— SELECTED EXCERPT —
┌────────
In re G. B.

JUSTICE RYAN

delivered the opinion of the court:

This case arose out of proceedings against G.B., a minor, upon a petition for an order to show cause why he should not be held in contempt of court for failure to obey an order to attend school. On December 1, 1978, a petition was filed pursuant to the Juvenile Court Act (Ill. Rev. Stat. 1977, ch. 37, par. 701—1 et seq.) alleging that G.B. was an habitually truant minor otherwise in need of supervision and that it would be in the best interest of the minor and the public that he be adjudged a ward of the court. On February 7, 1979, G.B. admitted the allegations of the petition and agreed to a continuance under supervision conditioned upon an order that he attend school. The minor did not attend school as directed and was found in contempt of court. As a consequence of that finding of contempt, G.B. was placed on “probation” for one year beginning on May 31, 1979. He was ordered to serve 19 days at the Champaign County Youth Detention Center and pay court costs of $114.10, and was again ordered to attend school. No appeal was taken from that order. The period of detention was served; however, no payment of the amount assessed as costs was made.

On October 3, 1979, a second contempt petition was filed, alleging the continued truancy of the minor and seeking a second order to show cause why G.B. should not once again be held in contempt. On December 12,1979, the minor stipulated to the allegations of this second petition and was again held to be in contempt of court. A petition to vacate the stipulation was dismissed, and on January 21, 1980, the court again placed the minor on probation for a period of one year, ordered that he be held at the detention center for 60 days, and again ordered G.B. to pay court costs of $114.10. The trial court allowed the minor to post bond pending appeal of this second adjudication of contempt.

The appellate court held that the contempt finding was for criminal contempt and that while a court possesses inherent power to enforce its orders through contempt proceedings, which may include imposing a sentence of probation, the focus of criminal contempt is punishment, not rehabilitation. Consequently, the appellate court held that the trial court abused its discretion in placing the minor on probation in this case. Further, the appellate court held that only those costs attributable to the contempt proceedings could properly be assessed against the minor. The order placing G.B. on probation was reversed and the cause remanded for further proceedings, including a determination of costs properly chargeable to the minor. (88 Ill. App. 3d 64, 69.) We granted the State’s petition for leave to appeal (73 Ill. 2d R. 315).

The minor argues in this appeal that since he was alleged to be a minor otherwise in need of supervision under the Act (Ill. Rev. Stat. 1977, ch. 37, par. 702—3) and, consequently, not subject to a dispositional order of probation (see Ill. Rev. Stat. 1977, ch. 37, par. 705—2(1)(b)), the court lacked the authority to accomplish indirectly, by way of contempt, that which it could not do directly under the Act.

We are not persuaded by this argument. G.B. was not placed on probation pursuant to a dispositional order under section 5—2(1)(b) (Ill. Rev. Stat. 1977, ch. 37, par. 705—2(1)(b)). On February 7, 1979, the cause came on for hearing on the petition filed December 1, 1978, which alleged that G.B. was a minor otherwise in need of supervision. Pursuant to section 4—7 (Ill. Rev. Stat. 1977, ch. 37, par. 704—7), the cause was continued by agreement upon the specific condition that he attend school. The contempt proceedings initiated March 5, 1979, were filed because of a violation of this interim order, the validity of which has not been challenged by the parties to this appeal. This, therefore, is not a case governed by the Juvenile Court Act. Rather, the propriety of placing this minor on probation depends upon the court’s power to impose punishment for contempt for the violation of its order.
└────────
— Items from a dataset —
┌────────
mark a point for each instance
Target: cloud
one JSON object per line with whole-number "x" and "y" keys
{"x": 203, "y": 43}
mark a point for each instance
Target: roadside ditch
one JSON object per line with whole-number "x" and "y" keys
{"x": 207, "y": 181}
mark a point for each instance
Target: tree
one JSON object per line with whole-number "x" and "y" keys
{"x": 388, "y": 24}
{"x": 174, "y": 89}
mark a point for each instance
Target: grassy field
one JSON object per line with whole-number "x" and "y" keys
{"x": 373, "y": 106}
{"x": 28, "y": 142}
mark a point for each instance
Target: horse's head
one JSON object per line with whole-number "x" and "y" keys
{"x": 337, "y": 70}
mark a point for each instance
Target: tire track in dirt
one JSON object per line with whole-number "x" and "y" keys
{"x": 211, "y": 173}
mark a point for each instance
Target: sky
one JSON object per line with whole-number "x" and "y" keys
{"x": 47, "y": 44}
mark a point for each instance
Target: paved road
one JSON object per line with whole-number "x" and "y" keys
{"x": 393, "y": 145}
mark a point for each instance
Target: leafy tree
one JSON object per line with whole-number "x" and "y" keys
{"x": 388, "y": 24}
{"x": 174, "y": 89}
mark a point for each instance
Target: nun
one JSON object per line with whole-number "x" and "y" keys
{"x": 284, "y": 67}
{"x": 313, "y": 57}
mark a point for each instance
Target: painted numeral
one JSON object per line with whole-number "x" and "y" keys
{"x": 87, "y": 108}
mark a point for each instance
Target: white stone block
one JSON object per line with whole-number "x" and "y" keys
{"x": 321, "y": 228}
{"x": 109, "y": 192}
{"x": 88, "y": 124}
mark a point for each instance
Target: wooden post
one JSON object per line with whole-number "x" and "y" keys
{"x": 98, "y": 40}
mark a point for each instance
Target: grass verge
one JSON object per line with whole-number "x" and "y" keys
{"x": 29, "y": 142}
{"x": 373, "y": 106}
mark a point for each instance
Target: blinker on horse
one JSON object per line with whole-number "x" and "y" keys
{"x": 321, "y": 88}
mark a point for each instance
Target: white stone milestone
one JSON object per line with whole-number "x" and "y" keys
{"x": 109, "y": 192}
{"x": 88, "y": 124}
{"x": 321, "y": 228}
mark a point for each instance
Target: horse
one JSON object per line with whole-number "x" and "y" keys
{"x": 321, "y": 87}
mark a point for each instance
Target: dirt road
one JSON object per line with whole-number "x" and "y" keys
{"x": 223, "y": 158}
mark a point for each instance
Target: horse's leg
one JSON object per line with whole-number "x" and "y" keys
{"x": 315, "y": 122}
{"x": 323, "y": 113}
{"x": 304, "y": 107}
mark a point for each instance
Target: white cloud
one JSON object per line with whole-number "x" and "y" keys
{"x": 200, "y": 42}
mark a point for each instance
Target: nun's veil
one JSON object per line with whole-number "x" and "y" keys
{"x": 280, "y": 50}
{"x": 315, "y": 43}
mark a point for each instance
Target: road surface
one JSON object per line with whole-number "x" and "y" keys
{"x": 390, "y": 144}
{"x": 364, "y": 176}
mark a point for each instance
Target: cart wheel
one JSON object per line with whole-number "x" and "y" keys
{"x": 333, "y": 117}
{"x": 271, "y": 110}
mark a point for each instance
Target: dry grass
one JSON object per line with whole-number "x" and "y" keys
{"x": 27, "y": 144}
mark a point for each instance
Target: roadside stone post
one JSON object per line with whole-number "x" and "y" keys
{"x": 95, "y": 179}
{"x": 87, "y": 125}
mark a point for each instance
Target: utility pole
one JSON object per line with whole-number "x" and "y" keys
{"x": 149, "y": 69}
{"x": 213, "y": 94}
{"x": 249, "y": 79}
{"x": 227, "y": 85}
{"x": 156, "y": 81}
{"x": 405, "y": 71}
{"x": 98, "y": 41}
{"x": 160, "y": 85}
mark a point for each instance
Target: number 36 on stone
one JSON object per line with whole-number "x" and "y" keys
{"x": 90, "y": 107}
└────────
— REQUIRED TASKS —
• a. Select every line of the records that contains the word "dirt", and reproduce each such line.
• b. Go on with the court opinion on the juvenile contempt case from the point at which it stops.

— EXPECTED ANSWERS —
• a.
Target: tire track in dirt
Target: dirt road

• b.
Courts have the inherent power to enforce their orders by way of contempt. (People v. Javaras (1972), 51 Ill. 2d 296, 299; People v. Bloom (1966), 35 Ill. 2d 255, 258, rev'd on other grounds (1968), 391 U.S. 194, 20 L. Ed. 2d 522, 88 S. Ct. 1477; People v. Loughran (1954), 2 Ill. 2d 258, 262; People ex rel. Rusch v. Enger (1936), 364 Ill. 464, 466.) The power to punish for contempt does not depend on constitutional or legislative grant. Because the power to enforce court orders through contempt proceedings inheres in the judicial branch of the government, the legislature may not restrict its use. In re Baker (1978), 71 Ill. 2d 480, 484; People ex rel. Rusch v. White (1929), 334 Ill. 465.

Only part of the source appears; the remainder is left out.